— Exercise directions —
Copy word for word the part of the text on the hunt for Tilao that opens with the words containing "The United States" and closes with "their intelligence operation.".

— Text extract —
━━━━━━

The United States would play a crucial but almost invisible role in finding and killing Tilao, enlisting the remarkable skills of the Philippine marine corps for the most important ground work, and supplying money, equipment, and just enough quiet technological help to close in for the last act. Such an approach does present problems; the Philippine operation exposed some of the legal, logistical, and moral challenges of this kind of work. For one thing, the Americans worked hand in hand with Philippine forces who almost certainly murdered people standing in the way of their intelligence operation.
At the time of the Dos Palmas raid, Colonel Juancho Sabban, the deputy commander of southern operations for the Philippine marine corps, was in Hawaii beginning an advanced officer training course offered by the U.S. Department of Defense. On the first day of classes, the attendees from military forces around the Pacific took turns introducing themselves. Sabban—a thickset brown-skinned man in his forties with short-cropped black hair, full lips, big teeth, and a bull neck—spoke at some length. He dwelled particularly on Palawan, where he had been based for part of his career, and which he considered to be heaven on earth. So when he received a first report of the kidnapping, he expressed disbelief: Palawan was much too far away from Abu Sayyaf's territory; the movement lacked the means to strike at the far side of the Sulu Sea. When the details were confirmed, he was embarrassed, but he was also impressed by what the guerrillas had pulled off.

━━━━━━

— Material shown —
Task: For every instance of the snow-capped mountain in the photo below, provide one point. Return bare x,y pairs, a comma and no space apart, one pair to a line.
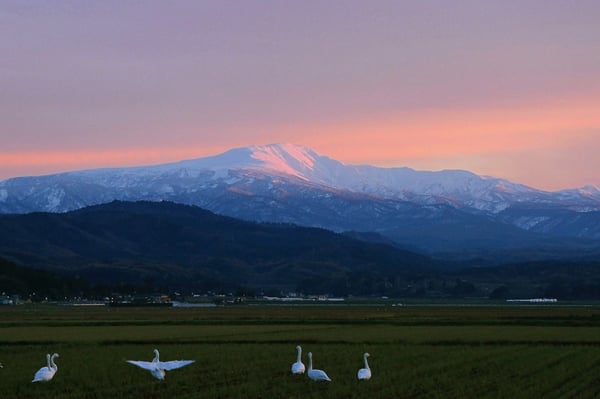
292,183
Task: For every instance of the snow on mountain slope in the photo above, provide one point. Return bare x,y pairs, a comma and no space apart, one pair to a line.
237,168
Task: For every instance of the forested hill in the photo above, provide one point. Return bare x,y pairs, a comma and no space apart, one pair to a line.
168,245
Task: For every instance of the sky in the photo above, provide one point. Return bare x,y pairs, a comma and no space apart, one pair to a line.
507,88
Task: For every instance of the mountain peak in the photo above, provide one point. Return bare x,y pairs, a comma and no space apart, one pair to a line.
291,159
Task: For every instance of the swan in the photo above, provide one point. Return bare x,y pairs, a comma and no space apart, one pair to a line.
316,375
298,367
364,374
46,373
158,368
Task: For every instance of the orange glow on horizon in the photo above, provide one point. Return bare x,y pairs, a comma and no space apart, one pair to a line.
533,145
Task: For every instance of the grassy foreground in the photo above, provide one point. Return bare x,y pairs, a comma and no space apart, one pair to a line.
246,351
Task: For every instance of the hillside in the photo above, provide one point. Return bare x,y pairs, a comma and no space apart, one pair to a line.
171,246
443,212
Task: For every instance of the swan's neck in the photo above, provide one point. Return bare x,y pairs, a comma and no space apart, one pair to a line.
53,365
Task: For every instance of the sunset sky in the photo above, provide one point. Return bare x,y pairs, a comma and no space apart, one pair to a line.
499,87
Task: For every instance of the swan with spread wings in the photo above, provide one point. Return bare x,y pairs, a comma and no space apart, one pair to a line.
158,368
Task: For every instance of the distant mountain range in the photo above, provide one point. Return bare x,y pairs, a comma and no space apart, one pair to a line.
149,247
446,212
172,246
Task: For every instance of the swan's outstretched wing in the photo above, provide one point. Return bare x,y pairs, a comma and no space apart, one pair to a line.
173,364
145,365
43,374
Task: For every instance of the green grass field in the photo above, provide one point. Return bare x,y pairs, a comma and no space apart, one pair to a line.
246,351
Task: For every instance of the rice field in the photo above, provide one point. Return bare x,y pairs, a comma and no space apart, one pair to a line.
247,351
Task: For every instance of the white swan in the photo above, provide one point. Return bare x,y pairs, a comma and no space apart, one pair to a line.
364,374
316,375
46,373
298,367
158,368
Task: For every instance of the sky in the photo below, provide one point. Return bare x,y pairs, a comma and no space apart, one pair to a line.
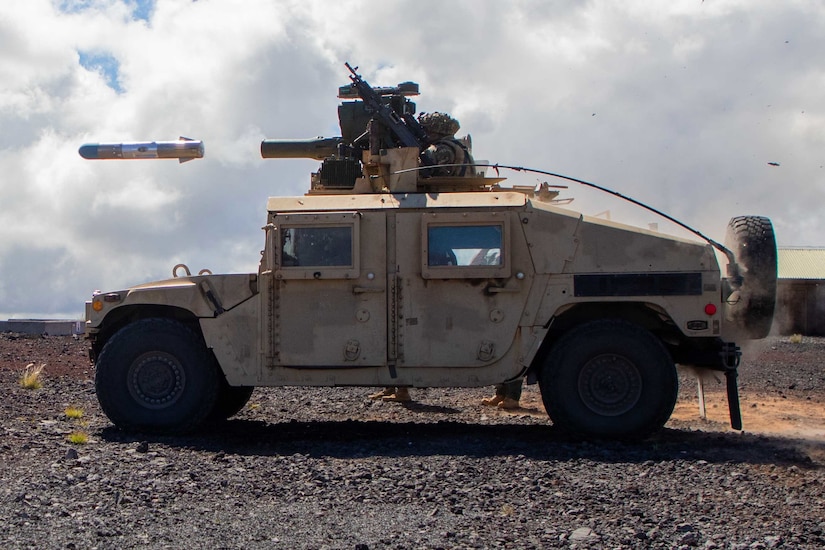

━━━━━━

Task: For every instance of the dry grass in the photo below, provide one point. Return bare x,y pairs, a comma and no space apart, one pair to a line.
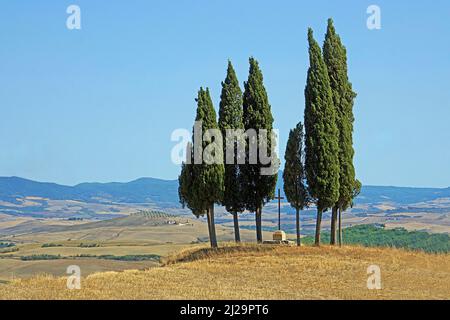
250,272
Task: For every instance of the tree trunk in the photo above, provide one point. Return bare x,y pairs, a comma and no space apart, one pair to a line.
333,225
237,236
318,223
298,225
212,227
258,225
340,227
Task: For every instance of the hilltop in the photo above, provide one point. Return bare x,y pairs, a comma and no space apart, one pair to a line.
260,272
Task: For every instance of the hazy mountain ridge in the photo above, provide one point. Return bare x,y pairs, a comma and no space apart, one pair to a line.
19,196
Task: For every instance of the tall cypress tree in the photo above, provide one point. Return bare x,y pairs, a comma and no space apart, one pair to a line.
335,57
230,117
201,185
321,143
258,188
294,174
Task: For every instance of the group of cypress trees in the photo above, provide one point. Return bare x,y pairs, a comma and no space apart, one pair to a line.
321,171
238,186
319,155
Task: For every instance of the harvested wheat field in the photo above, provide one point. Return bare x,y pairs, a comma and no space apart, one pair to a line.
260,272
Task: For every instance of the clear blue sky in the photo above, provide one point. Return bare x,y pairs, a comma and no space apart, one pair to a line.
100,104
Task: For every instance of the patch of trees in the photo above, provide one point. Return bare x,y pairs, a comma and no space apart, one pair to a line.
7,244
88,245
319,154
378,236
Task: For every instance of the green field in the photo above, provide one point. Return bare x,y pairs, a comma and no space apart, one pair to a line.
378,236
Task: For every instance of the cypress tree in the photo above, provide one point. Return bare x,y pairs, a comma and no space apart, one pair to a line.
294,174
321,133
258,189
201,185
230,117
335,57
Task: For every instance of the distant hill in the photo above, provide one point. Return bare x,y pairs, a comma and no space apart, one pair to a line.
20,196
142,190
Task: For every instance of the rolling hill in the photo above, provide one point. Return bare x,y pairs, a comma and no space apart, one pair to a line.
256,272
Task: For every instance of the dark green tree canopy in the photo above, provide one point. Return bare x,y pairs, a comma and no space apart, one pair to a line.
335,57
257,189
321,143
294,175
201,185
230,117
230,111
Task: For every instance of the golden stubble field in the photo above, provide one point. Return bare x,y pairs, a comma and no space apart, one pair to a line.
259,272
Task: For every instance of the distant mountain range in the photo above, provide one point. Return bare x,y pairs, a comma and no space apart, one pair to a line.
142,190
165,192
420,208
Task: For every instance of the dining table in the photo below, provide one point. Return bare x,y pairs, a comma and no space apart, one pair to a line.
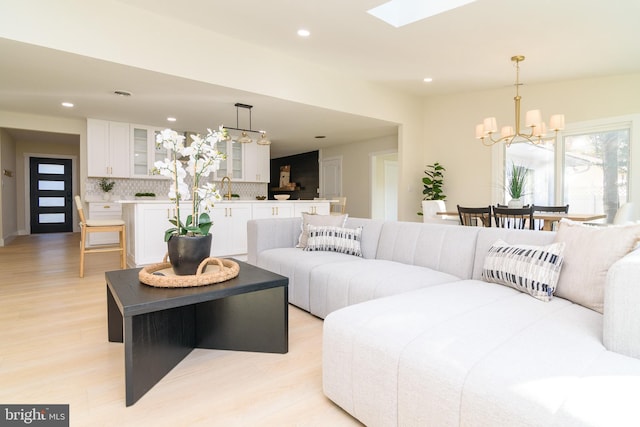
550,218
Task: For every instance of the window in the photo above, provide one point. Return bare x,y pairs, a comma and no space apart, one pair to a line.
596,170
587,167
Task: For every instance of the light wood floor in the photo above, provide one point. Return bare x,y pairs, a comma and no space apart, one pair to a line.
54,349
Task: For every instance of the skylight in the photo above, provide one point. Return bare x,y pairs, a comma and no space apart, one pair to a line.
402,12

━━━━━━

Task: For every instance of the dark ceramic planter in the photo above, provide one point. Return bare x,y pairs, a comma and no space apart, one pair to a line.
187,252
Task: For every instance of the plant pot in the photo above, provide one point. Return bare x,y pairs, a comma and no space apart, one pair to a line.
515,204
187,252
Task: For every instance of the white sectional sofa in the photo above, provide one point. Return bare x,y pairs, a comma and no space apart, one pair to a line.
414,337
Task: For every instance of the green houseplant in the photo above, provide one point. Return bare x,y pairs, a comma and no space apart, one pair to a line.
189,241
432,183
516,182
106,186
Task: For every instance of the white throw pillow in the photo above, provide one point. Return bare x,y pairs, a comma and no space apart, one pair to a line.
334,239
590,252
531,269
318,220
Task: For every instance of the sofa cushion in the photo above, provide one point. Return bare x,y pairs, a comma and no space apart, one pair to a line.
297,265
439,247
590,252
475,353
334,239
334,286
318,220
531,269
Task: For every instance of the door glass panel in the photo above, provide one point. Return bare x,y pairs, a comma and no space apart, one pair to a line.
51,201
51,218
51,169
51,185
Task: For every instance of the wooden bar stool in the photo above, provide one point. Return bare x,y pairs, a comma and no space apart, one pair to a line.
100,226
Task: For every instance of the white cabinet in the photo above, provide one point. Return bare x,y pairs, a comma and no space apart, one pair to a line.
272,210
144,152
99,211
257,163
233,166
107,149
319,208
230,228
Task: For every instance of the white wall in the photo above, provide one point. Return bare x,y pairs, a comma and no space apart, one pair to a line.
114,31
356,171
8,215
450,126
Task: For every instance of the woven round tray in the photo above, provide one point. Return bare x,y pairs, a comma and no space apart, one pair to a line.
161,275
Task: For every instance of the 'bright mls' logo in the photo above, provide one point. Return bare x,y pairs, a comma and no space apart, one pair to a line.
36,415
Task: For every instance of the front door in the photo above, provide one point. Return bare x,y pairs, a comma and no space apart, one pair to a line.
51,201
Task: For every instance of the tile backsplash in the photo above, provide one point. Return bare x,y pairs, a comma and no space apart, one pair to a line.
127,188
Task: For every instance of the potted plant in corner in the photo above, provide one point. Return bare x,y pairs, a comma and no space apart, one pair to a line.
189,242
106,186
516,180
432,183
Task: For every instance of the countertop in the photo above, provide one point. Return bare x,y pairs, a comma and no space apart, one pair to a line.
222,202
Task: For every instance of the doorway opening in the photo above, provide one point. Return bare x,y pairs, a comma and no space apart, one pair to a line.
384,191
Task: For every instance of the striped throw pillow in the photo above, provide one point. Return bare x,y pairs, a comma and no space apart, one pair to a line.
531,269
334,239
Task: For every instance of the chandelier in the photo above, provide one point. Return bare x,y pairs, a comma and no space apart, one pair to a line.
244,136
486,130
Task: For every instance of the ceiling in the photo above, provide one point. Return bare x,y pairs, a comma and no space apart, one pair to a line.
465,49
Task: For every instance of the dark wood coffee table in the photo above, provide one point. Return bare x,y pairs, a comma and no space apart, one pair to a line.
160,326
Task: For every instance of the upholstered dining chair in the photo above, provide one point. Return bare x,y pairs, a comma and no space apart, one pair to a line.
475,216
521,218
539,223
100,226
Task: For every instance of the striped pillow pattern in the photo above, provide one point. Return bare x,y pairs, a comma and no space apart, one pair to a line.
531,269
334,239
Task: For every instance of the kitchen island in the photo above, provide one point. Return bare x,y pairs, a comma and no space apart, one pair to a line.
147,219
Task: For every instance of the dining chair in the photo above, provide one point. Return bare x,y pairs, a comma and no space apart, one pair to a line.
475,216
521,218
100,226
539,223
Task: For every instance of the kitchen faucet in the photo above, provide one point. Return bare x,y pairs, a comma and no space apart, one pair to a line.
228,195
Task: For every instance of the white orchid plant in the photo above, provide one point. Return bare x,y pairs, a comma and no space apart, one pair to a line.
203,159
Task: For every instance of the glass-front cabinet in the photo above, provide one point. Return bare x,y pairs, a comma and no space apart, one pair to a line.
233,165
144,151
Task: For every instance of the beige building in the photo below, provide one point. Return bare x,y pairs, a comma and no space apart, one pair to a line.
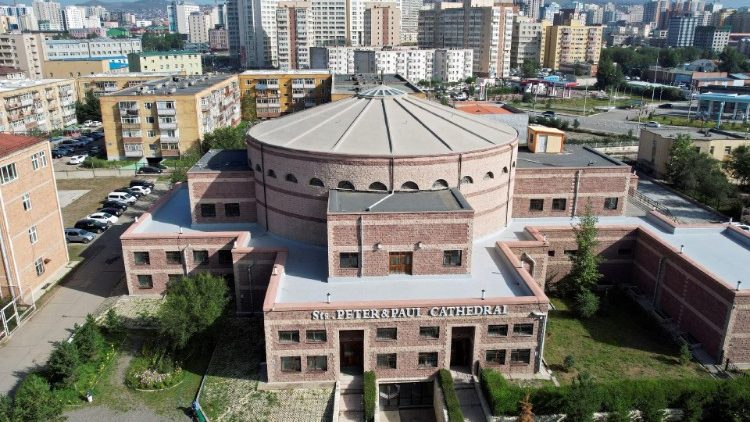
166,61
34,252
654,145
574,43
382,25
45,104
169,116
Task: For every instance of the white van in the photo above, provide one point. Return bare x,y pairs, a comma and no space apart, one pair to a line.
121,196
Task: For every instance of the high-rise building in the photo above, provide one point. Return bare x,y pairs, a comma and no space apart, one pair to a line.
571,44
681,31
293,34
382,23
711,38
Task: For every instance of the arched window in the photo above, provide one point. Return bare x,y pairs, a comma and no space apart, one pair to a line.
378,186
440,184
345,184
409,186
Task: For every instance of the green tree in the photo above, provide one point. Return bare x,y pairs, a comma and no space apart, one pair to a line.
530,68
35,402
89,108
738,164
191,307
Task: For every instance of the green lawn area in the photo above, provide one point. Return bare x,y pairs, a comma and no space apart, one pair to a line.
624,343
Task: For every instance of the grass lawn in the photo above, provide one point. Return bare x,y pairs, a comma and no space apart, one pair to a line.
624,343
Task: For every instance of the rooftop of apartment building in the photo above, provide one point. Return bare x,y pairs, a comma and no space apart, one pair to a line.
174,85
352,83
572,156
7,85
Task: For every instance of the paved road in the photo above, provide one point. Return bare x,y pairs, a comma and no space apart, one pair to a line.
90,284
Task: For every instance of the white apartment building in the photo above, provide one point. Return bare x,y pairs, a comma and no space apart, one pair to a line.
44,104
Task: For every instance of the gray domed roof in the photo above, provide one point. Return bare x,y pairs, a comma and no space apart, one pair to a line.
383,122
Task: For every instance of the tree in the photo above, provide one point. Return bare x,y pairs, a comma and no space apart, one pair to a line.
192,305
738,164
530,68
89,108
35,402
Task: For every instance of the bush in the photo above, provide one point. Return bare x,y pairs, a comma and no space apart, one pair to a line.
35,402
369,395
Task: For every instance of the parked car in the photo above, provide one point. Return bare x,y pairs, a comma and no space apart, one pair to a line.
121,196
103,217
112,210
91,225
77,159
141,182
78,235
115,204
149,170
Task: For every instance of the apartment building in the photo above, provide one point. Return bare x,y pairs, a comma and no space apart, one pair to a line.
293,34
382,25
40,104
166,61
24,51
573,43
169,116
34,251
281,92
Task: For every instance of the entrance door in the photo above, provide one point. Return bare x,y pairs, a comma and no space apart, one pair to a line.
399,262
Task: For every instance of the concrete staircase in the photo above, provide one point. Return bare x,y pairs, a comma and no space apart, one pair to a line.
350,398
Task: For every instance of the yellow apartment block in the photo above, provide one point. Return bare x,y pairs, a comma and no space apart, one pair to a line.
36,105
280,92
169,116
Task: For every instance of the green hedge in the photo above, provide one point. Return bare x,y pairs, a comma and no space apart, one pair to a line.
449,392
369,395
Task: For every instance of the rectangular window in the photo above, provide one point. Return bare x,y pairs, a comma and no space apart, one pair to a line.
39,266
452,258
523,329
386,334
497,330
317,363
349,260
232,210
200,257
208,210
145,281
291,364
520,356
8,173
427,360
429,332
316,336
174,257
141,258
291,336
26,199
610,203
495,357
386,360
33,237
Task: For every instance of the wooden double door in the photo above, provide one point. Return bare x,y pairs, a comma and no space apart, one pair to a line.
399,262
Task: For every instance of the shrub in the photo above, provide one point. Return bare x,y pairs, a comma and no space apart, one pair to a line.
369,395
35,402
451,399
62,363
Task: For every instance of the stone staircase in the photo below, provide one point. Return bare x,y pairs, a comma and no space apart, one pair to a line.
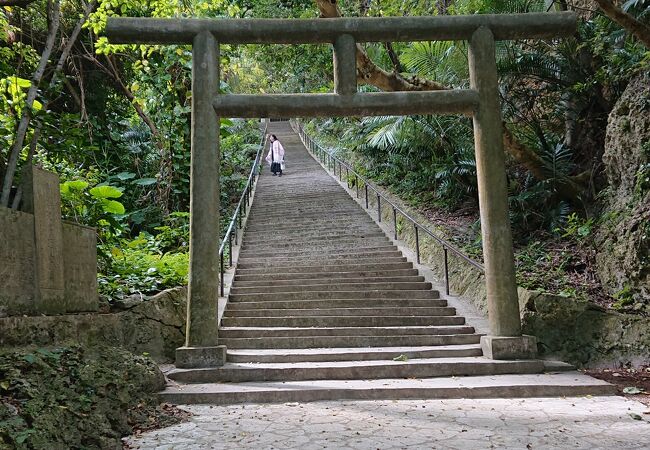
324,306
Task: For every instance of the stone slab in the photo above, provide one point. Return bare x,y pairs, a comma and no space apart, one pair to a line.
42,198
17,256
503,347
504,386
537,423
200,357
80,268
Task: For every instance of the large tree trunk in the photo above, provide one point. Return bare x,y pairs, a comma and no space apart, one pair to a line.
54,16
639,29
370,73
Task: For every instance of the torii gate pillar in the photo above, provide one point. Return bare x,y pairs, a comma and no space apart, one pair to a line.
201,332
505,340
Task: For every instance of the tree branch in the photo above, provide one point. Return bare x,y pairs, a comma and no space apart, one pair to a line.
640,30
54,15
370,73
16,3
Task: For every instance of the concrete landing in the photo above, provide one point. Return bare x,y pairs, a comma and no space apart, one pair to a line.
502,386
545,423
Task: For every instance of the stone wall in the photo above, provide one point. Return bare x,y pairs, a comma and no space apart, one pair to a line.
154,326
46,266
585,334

━━━━━━

— Solved problem —
The United States would play a crucial but almost invisible role in finding and killing Tilao, enlisting the remarkable skills of the Philippine marine corps for the most important ground work, and supplying money, equipment, and just enough quiet technological help to close in for the last act. Such an approach does present problems; the Philippine operation exposed some of the legal, logistical, and moral challenges of this kind of work. For one thing, the Americans worked hand in hand with Philippine forces who almost certainly murdered people standing in the way of their intelligence operation.